(Detection examples)
________

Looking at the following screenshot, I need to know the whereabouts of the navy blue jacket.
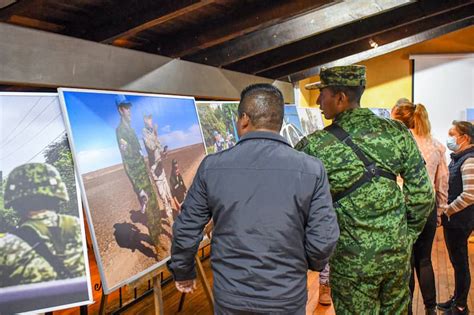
[168,131,339,312]
[442,148,474,228]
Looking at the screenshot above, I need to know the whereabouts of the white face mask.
[446,137,459,151]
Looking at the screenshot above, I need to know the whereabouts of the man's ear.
[239,112,250,128]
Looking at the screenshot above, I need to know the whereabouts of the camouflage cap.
[5,163,69,207]
[305,65,366,90]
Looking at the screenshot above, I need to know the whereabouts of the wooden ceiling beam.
[0,0,39,22]
[183,0,414,67]
[225,0,468,73]
[156,0,334,58]
[68,0,216,44]
[258,3,474,80]
[284,16,474,82]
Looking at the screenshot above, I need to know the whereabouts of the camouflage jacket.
[0,234,56,288]
[296,108,434,275]
[0,211,86,287]
[116,120,152,194]
[142,127,163,164]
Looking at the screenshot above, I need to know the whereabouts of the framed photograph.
[0,93,92,313]
[196,102,304,149]
[196,102,239,154]
[59,89,205,293]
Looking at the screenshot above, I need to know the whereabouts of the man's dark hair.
[238,83,285,131]
[328,85,365,104]
[453,120,474,144]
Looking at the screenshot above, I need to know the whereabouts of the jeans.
[408,208,436,314]
[444,227,472,307]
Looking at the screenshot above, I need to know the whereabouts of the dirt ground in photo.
[83,144,205,288]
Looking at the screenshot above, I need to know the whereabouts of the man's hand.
[174,279,196,293]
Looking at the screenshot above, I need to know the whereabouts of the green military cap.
[305,65,366,90]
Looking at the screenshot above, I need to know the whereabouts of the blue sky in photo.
[63,91,202,173]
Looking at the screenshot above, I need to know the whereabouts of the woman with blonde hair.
[391,99,448,314]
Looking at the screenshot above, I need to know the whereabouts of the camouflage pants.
[145,191,161,251]
[331,262,410,315]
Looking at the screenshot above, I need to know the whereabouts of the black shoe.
[438,296,454,311]
[449,304,469,315]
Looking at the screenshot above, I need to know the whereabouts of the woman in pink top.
[392,100,448,314]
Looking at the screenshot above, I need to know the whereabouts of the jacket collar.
[237,131,291,147]
[334,107,373,122]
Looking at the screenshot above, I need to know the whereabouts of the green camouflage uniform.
[0,234,56,288]
[0,163,86,287]
[296,67,434,314]
[116,119,166,257]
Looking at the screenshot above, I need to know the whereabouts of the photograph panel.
[0,93,92,313]
[60,89,205,292]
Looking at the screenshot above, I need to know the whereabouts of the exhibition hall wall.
[299,26,474,125]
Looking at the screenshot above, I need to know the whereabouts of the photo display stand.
[99,251,214,315]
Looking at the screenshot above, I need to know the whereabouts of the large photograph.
[0,93,92,313]
[59,89,205,293]
[196,102,303,150]
[196,102,239,154]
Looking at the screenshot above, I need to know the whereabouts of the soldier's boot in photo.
[319,283,332,306]
[156,211,173,261]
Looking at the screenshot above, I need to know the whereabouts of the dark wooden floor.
[54,228,474,315]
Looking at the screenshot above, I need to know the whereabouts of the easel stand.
[153,276,165,315]
[99,269,165,315]
[178,255,214,313]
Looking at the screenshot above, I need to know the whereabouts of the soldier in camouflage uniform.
[142,115,173,220]
[0,163,86,287]
[116,95,167,260]
[296,66,434,314]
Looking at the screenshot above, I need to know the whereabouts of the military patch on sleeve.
[295,137,309,151]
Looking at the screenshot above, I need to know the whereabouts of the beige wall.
[300,26,474,123]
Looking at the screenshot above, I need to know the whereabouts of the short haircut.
[238,83,285,131]
[328,85,365,104]
[453,120,474,144]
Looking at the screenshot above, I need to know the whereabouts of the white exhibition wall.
[410,54,474,155]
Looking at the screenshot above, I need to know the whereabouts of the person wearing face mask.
[295,65,434,315]
[391,99,448,314]
[438,121,474,314]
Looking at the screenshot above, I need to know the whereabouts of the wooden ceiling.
[0,0,474,82]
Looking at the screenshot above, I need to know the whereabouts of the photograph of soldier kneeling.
[0,163,88,312]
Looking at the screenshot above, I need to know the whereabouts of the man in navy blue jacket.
[168,84,339,314]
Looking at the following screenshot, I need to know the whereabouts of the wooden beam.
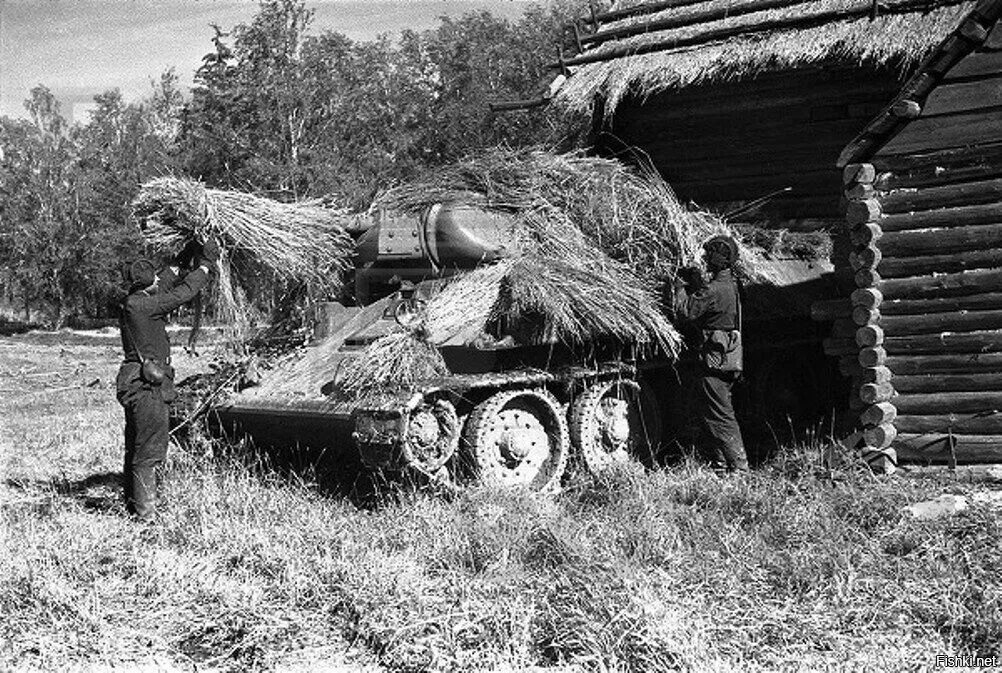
[849,222,884,245]
[549,0,961,68]
[842,163,877,186]
[856,324,885,349]
[893,372,1002,395]
[894,372,1002,395]
[894,391,1002,416]
[922,76,1002,115]
[884,353,1002,377]
[585,0,705,23]
[880,224,1002,257]
[884,331,1002,355]
[863,423,898,449]
[879,269,1002,299]
[849,287,884,308]
[876,201,1002,232]
[893,433,1002,464]
[873,138,1002,175]
[880,309,1002,337]
[858,346,887,368]
[894,414,1002,435]
[581,0,810,47]
[880,292,1002,315]
[877,247,1002,276]
[880,176,1002,214]
[859,384,894,405]
[874,110,998,158]
[811,297,853,322]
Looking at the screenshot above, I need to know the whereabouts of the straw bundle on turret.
[132,177,355,332]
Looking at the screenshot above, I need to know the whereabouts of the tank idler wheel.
[463,390,569,491]
[402,400,459,476]
[570,381,657,474]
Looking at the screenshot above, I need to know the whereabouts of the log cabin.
[556,0,974,230]
[554,0,1002,452]
[824,0,1002,470]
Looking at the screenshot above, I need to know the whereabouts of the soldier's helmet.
[702,233,738,268]
[122,259,156,288]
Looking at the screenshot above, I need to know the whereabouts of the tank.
[214,203,671,491]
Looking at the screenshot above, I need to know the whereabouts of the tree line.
[0,0,587,326]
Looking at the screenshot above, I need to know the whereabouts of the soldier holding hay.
[674,235,748,473]
[115,240,219,521]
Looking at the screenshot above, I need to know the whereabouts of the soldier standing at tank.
[115,240,219,521]
[674,235,748,474]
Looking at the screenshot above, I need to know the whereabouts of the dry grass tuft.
[334,331,449,401]
[132,177,355,333]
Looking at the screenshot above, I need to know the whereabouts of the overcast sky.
[0,0,526,117]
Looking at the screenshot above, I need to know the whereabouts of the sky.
[0,0,527,121]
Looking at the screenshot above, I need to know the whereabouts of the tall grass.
[0,338,1002,671]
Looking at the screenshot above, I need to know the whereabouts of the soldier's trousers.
[696,370,748,472]
[118,368,169,519]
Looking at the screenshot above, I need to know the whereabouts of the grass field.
[0,334,1002,671]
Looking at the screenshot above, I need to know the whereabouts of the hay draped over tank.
[132,177,355,335]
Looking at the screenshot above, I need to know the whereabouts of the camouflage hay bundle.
[376,147,831,287]
[376,148,729,282]
[493,255,679,355]
[334,331,449,400]
[132,177,355,336]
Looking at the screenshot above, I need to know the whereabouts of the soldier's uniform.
[674,268,748,472]
[115,262,208,519]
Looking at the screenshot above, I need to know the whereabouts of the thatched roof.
[555,0,975,113]
[838,0,1002,167]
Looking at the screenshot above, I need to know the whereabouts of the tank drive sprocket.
[463,389,570,491]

________

Copy out every line of the listing above word for word, leaving out the pictures.

Looking at the following screenshot, I need to know the whereabouts of the navy blue jacket.
[168,131,339,312]
[442,148,474,228]
Looking at the screenshot above, I need to know the whereabouts of the white face mask.
[446,137,459,151]
Looking at the screenshot above, I need to know the whereabouts of the man's ear.
[239,112,250,128]
Looking at the screenshot above, I need to know the whereabouts of the camouflage cap.
[5,163,69,207]
[305,65,366,90]
Looking at the screenshot above, I need to know the whereabouts of the wooden ceiling beam.
[0,0,39,22]
[183,0,414,67]
[225,0,468,73]
[156,0,334,58]
[68,0,216,44]
[258,3,474,80]
[284,16,474,82]
Looking at the screenshot above, I need to know the whereabouts of the camouflage jacket.
[0,234,56,288]
[296,108,434,275]
[0,211,86,287]
[116,120,152,194]
[142,127,163,164]
Looking at the screenshot above, I need to know the whereabouts of the framed photograph.
[0,93,92,313]
[196,102,304,149]
[196,102,239,154]
[59,89,205,293]
Looking at the screenshot above, I need to know the whereabouts of the man's dark hair.
[238,83,285,131]
[328,85,365,104]
[453,120,474,144]
Looking at the screenshot above, I need to know the whereabouts of the jeans.
[408,208,436,314]
[444,227,472,307]
Looking at the screenshot above, I need to know the whereabouts of the dirt ground in photo.
[83,144,205,288]
Looking at the screenshot above, I need to know the whereabouts of the man's hand.
[174,279,196,293]
Looking at the screenshot above, I need to know the whereabouts of the green military cap.
[305,65,366,90]
Looking at the screenshot above, I need to know the whereabouts of the blue sky in photo.
[63,91,202,173]
Looking at the screenshot above, I need to know the whereabouts of the woman with blonde hair.
[391,99,448,314]
Looking at the screenshot above, I need to know the whereabouts of the camouflage pants.
[145,191,161,251]
[331,262,410,315]
Looking at the screenshot above, I need to know the whereabouts of the black shoe.
[438,296,454,311]
[449,304,469,315]
Looking at the screenshot above, I need to know the whereabouts of the woman in pink top.
[392,100,448,314]
Looking at the screenshot above, I need to know the whereabouts of the jacket collar.
[237,131,291,147]
[334,107,373,122]
Looking at the screenshot above, I need to know the whereabouts of the green camouflage uniform.
[0,234,56,288]
[0,163,86,287]
[296,67,434,314]
[116,119,166,257]
Looking at the screenshot above, I need to know the whereabouts of the photograph panel.
[0,93,92,313]
[60,89,205,292]
Looking at the screenshot above, I need to know the whereabouts of the exhibition hall wall.
[299,26,474,125]
Looking at the screenshot above, I need to know the whereabouts of the photo display stand.
[99,251,214,315]
Looking at the screenshot above, I need to know the whereabouts of the large photograph.
[0,93,92,313]
[59,89,205,293]
[196,102,303,150]
[196,102,239,154]
Looking at the screenshot above, I need to know the whereabouts of the soldier's boot in photo.
[319,283,332,306]
[156,211,173,261]
Looking at the screenshot above, I need to know the whereabouts of the dark wooden floor.
[54,228,474,315]
Looking at the screenshot above, I need to know the whereabouts of the easel stand.
[153,276,165,315]
[99,269,165,315]
[178,255,214,313]
Looking at the screenshot above, I need to know the whereabouts of the soldier in camouflage uniform.
[142,115,173,220]
[0,163,86,287]
[116,95,167,260]
[296,66,434,314]
Looking at the screenshot above, I need to know the whereabouts of the military patch on sleeve.
[295,137,309,151]
Looking at the screenshot above, I need to know the whereabouts of the beige wall.
[300,26,474,123]
Looking at the screenshot above, I need to know the whereabouts of the short haircut.
[238,83,285,131]
[328,85,365,104]
[453,120,474,144]
Looking at the screenshot above, I need to know the whereabouts of the white exhibition wall.
[410,54,474,155]
Looking at the screenshot above, I need to know the whereabouts of the person wearing face mask.
[295,65,434,315]
[391,99,448,314]
[438,121,474,314]
Looking at the screenshot above, I need to know the whereabouts of the wooden ceiling.
[0,0,474,82]
Looking at the screenshot above, I need to know the whereabouts of the photograph of soldier kneeling.
[0,163,88,312]
Looking at the screenshot above, I need to know the whereabouts of the man in navy blue jacket.
[168,84,339,314]
Looking at the following screenshot, I need to know the whereabouts of the wooden beam.
[849,222,884,245]
[549,0,961,68]
[842,163,877,186]
[856,324,885,349]
[893,372,1002,395]
[894,372,1002,395]
[894,391,1002,416]
[922,76,1002,115]
[884,353,1002,377]
[585,0,705,23]
[880,224,1002,257]
[884,331,1002,355]
[863,423,898,449]
[879,269,1002,299]
[849,287,884,308]
[876,201,1002,232]
[893,433,1002,464]
[873,138,1002,175]
[880,309,1002,337]
[858,346,887,368]
[894,414,1002,435]
[581,0,810,47]
[880,292,1002,315]
[877,247,1002,276]
[880,176,1002,214]
[859,384,894,405]
[874,110,998,158]
[811,297,853,322]
Looking at the screenshot above, I need to know the whereabouts of the straw bundle on turret.
[132,177,355,332]
Looking at the screenshot above, I need to know the whereabouts of the tank idler wheel.
[463,390,569,491]
[402,400,459,476]
[570,381,657,474]
Looking at the screenshot above, I need to know the whereabouts of the log cabin.
[556,0,974,230]
[554,0,1002,452]
[824,0,1002,470]
Looking at the screenshot above, I need to know the whereabouts of the soldier's helmet.
[702,233,738,268]
[122,259,156,288]
Looking at the screenshot above, I need to know the whereabouts of the tank.
[214,203,671,491]
Looking at the screenshot above, I need to know the whereabouts of the tree line.
[0,0,587,326]
Looking at the screenshot above, I need to know the whereabouts of the soldier holding hay.
[674,235,748,473]
[115,240,219,521]
Looking at the screenshot above, I need to know the whereabouts of the soldier standing at tank.
[115,240,219,521]
[674,235,748,474]
Looking at the screenshot above, I need to know the whereabouts of the dry grass tuft.
[334,331,449,401]
[132,177,355,333]
Looking at the screenshot above, I need to know the whereabouts of the overcast sky.
[0,0,526,117]
Looking at the screenshot above, I need to know the whereabouts of the sky.
[0,0,527,121]
Looking at the screenshot above, I need to know the whereabouts of the tall grass.
[0,338,1002,671]
Looking at the screenshot above, I need to know the whereabouts of the soldier's trousers.
[696,370,748,472]
[118,368,169,519]
Looking at the screenshot above, I need to know the whereabouts of the grass field.
[0,334,1002,671]
Looking at the screenshot above, I need to know the whereabouts of the hay draped over tank.
[132,177,355,335]
Looking at the screenshot above, I need to know the whereabouts of the camouflage hay bundle.
[376,147,831,287]
[376,148,729,282]
[493,255,679,355]
[334,331,449,400]
[132,177,355,336]
Looking at the screenshot above, I need to know the whereabouts of the soldier's uniform.
[674,268,748,472]
[115,262,208,519]
Looking at the screenshot above, I need to know the whereabouts of the thatched roof.
[555,0,975,113]
[838,0,1002,167]
Looking at the screenshot above, I need to know the whereabouts of the tank drive sprocket.
[463,389,570,491]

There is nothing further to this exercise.